Beloved de Toni Morrison

Difficile de résumer ce roman dense et bouleversant qui allie fantastique et réalité.

L'histoire se passe au XIX° siècle, peu après la guerre de sécession, dans un coin de l'Ohio.
Sethe est une jeune femme qui a vécu avec sa belle mère, Baby Suggs, ses deux fils, Howard et Buglar et sa fille Denver. Leur maison est hantée par le fantôme d'une petite fille, son bébé, qu'elle a tuée par amour, pour lui éviter la déshumanisation, l'esclavage. Elle a fait graver sur la tombe de ce bébé : "Beloved"
Un ancien esclave, Paul D , qui a vécu dans la même plantation qu'elle et connu Halle, son mari, père de ses enfants (qui a disparu lors de leur fuite) arrive et va bouleverser la vie de Sethe: elle va se souvenir peu à peu de son passé de femme esclave.
Surgit enfin Beloved : une très belle jeune fille, très attachante, elle change la vie de Denver et de Sethe - mais quel lien a-t-elle avec la famille de Sethe ?

La force de ce roman vient essentiellement du fait qu'il décrit les conditions de vie des esclaves et anciens esclaves. La question de l'esclavage est abordée par les yeux des esclaves et non du point de vue du Blanc, dominant. De ce fait l'auteur traite les séquelles physiques et psychologiques de ces êtres traités pendant des années comme des animaux. Pour une majorité de Blancs à cette époque, les Noirs ne sont pas des hommes.
Ce roman traite aussi de l'incompréhension des rapports entre les Blancs et leurs esclaves, des rapports de domination: même quand les Blancs paraissent "bons" , les esclaves se méfient .

"Le pire – le bien pire – était que là-bas dehors, il y avait les Blancs, et comment savoir à quoi s’en tenir avec eux ? Sethe disait, d’après la bouche, et quelquefois les mains. Grand-Mère Baby disait qu’il n’y avait pas de défense – ils pouvaient à volonté vous considérer comme une proie, changer d’idée comme de chemise, et même quand ils pensaient se comporter bien, c’était à cent lieues de ce que font les vrais humains."

==========

Consigne A: Retapez à l'identique le passage du texte sur Beloved situé entre « La force de » et « se méfient . », ces deux bornes comprises.

(Enregistrements d'annotation par coordonnées)
==========

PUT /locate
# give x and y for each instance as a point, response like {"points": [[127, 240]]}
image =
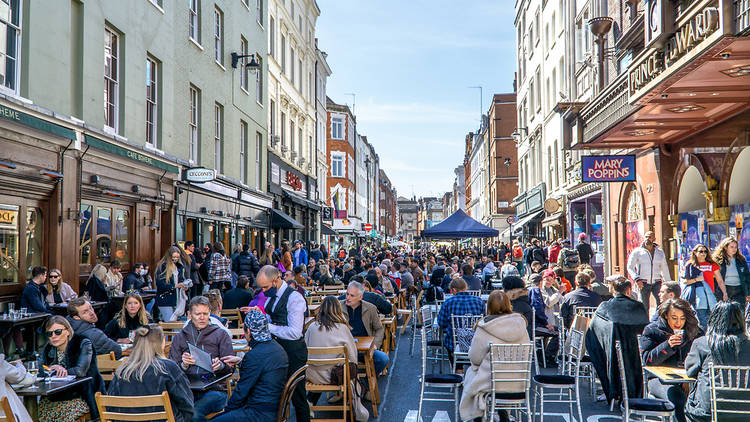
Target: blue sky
{"points": [[410, 63]]}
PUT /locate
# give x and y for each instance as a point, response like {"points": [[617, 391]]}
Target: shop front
{"points": [[294, 195]]}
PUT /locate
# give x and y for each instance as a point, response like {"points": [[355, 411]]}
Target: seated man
{"points": [[263, 374], [213, 340], [461, 303], [82, 318], [365, 322]]}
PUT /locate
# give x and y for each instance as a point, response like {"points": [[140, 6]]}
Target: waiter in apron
{"points": [[286, 307]]}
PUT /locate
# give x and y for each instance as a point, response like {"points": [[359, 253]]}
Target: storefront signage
{"points": [[200, 175], [8, 113], [608, 168], [129, 154]]}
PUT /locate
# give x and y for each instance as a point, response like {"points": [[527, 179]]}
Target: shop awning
{"points": [[518, 226], [280, 220], [326, 230], [297, 199]]}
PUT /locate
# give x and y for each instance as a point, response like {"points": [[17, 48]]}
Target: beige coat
{"points": [[317, 336], [370, 319], [13, 374], [504, 329]]}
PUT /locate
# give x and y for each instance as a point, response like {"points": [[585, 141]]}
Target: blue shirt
{"points": [[460, 304]]}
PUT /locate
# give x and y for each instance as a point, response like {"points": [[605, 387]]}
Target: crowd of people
{"points": [[697, 321]]}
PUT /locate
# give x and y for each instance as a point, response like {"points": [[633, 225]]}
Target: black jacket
{"points": [[154, 382], [79, 360], [34, 298], [246, 264], [237, 298], [263, 374], [655, 347], [101, 343]]}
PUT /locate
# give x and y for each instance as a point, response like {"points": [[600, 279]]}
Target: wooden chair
{"points": [[341, 359], [135, 403], [8, 412], [107, 365], [286, 395]]}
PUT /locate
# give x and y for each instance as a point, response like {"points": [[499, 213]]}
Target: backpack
{"points": [[570, 258]]}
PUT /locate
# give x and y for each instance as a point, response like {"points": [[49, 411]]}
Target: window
{"points": [[243, 152], [218, 136], [258, 152], [272, 37], [244, 71], [219, 36], [152, 104], [10, 43], [259, 81], [337, 128], [193, 125], [337, 165], [195, 21], [111, 78]]}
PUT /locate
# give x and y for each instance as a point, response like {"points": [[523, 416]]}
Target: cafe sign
{"points": [[692, 36]]}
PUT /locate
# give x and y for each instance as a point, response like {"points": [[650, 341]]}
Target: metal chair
{"points": [[729, 384], [567, 381], [463, 333], [645, 408], [510, 364], [437, 387]]}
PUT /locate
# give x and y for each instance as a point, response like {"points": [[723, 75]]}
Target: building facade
{"points": [[93, 165]]}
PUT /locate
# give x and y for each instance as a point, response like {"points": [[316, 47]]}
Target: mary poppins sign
{"points": [[608, 168]]}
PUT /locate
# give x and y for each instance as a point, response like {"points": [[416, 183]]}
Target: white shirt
{"points": [[295, 308]]}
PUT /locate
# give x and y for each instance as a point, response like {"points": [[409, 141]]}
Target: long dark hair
{"points": [[726, 332]]}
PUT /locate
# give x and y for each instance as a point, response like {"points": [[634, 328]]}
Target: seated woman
{"points": [[148, 372], [68, 354], [500, 326], [263, 375], [725, 343], [132, 315], [330, 329], [666, 342], [58, 291]]}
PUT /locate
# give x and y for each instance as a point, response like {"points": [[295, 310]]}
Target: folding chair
{"points": [[510, 365], [645, 408], [729, 385], [134, 403], [463, 333], [437, 387]]}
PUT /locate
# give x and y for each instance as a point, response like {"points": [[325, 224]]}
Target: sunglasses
{"points": [[56, 332]]}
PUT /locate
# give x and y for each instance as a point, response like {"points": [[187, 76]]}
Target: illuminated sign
{"points": [[608, 168]]}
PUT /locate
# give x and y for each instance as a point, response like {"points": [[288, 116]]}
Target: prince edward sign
{"points": [[608, 168]]}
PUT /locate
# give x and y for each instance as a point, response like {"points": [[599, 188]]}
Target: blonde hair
{"points": [[147, 351]]}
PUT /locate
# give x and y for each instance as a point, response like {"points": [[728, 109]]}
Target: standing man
{"points": [[584, 249], [286, 307], [647, 266]]}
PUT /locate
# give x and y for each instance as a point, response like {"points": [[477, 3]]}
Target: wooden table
{"points": [[366, 346], [669, 374], [43, 389]]}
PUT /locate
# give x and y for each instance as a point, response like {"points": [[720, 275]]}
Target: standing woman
{"points": [[69, 354], [734, 270], [132, 315], [220, 274], [701, 277], [169, 279], [59, 291]]}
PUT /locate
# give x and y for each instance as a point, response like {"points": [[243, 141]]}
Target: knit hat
{"points": [[257, 323]]}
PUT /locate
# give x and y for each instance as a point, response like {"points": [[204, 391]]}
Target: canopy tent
{"points": [[459, 226]]}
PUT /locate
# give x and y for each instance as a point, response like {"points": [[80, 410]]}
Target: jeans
{"points": [[208, 402]]}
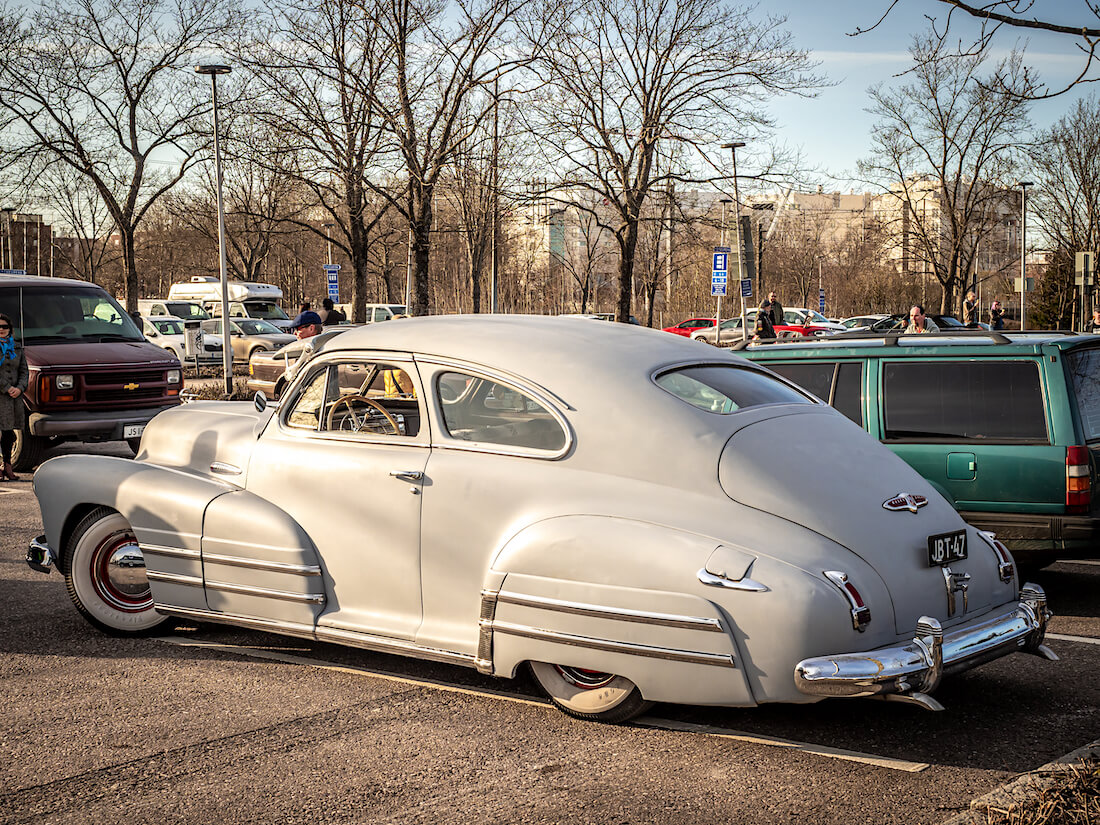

==========

Consigne B: Combien de lignes des enregistrements contiennent le mot « shirt » ? Indiquez seulement ce nombre.

Réponse A:
La force de ce roman vient essentiellement du fait qu'il décrit les conditions de vie des esclaves et anciens esclaves. La question de l'esclavage est abordée par les yeux des esclaves et non du point de vue du Blanc, dominant. De ce fait l'auteur traite les séquelles physiques et psychologiques de ces êtres traités pendant des années comme des animaux. Pour une majorité de Blancs à cette époque, les Noirs ne sont pas des hommes.
Ce roman traite aussi de l'incompréhension des rapports entre les Blancs et leurs esclaves, des rapports de domination: même quand les Blancs paraissent "bons" , les esclaves se méfient .

Réponse B: 2